> [Instructions for the task]: Which of the lines below contain the string "bridge"? Pull each one out of the data.

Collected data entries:
■ ■ ■ ■
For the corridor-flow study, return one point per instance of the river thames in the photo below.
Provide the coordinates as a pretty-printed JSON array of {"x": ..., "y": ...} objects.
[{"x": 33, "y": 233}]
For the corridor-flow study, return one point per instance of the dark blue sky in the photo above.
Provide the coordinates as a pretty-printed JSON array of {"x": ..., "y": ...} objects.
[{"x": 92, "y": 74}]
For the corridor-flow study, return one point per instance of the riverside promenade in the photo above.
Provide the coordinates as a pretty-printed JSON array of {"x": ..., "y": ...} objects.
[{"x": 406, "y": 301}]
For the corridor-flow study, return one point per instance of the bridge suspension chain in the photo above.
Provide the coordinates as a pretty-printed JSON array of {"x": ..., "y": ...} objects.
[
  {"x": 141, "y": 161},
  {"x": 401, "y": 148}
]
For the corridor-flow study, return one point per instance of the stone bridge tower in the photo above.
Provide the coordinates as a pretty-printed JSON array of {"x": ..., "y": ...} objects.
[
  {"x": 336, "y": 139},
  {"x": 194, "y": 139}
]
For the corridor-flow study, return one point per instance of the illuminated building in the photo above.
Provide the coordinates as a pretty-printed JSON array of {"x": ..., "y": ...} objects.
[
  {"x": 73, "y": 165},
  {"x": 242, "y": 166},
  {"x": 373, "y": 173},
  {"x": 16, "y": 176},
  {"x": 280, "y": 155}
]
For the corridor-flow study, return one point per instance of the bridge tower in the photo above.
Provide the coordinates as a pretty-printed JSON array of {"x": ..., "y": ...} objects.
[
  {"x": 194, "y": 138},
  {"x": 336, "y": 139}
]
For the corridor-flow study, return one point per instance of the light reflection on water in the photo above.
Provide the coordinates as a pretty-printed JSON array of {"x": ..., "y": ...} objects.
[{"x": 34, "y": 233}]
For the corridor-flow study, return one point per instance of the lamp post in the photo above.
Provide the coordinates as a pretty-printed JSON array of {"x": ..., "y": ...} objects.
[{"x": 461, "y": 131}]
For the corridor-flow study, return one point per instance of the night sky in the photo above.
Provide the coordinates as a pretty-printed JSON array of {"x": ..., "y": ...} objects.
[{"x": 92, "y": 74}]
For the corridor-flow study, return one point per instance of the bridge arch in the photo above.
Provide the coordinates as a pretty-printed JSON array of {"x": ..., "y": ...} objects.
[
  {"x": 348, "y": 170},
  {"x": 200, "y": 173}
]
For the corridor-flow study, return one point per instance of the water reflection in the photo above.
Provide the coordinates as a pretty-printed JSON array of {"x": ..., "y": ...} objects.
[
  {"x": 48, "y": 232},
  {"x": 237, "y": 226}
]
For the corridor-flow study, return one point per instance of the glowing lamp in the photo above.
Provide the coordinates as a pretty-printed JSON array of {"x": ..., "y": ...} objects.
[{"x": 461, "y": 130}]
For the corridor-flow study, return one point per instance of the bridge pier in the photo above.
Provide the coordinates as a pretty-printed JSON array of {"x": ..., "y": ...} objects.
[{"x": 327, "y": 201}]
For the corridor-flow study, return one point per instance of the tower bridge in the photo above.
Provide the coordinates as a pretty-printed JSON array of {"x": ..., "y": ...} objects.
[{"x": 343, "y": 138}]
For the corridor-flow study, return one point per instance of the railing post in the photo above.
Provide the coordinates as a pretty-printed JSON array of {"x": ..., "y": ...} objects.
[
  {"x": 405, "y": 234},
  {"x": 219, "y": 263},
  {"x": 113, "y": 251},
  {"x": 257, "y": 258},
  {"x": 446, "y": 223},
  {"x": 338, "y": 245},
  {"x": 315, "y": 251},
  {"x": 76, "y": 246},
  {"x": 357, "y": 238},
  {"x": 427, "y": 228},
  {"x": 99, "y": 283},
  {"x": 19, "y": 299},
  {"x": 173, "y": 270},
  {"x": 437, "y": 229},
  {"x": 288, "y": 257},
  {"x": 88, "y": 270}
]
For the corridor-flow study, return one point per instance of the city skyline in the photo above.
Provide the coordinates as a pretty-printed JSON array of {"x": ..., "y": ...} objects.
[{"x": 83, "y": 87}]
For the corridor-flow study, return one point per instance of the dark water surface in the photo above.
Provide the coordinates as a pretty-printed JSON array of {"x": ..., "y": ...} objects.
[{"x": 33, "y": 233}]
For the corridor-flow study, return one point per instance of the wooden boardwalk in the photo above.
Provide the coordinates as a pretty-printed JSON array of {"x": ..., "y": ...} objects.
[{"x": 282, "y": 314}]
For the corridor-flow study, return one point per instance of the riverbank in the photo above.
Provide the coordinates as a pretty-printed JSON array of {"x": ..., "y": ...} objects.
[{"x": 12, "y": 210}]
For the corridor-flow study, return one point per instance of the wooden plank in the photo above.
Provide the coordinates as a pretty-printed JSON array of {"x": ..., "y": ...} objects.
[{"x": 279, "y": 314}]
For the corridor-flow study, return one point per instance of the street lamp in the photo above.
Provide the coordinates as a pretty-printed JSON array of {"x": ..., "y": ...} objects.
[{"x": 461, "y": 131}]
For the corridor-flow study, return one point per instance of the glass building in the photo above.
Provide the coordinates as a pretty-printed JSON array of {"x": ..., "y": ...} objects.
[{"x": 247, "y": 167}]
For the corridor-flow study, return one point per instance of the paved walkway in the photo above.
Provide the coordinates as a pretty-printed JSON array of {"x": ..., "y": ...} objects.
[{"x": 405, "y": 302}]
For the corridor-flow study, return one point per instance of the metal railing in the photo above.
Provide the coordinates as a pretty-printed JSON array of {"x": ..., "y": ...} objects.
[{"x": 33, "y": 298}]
■ ■ ■ ■
> [Answer to this exercise]:
For the corridor-flow study, return one point per instance of the bridge suspension chain in the photo above.
For the corridor-flow study, return one point per instance of the stone bridge tower in the photo above.
For the corridor-flow study, return one point per instance of the bridge tower in the photo above.
For the corridor-flow study, return one point per instance of the bridge arch in the photo above.
For the corridor-flow study, return one point per instance of the bridge pier in the photo above.
For the corridor-flow study, return one point per instance of the tower bridge in the photo above.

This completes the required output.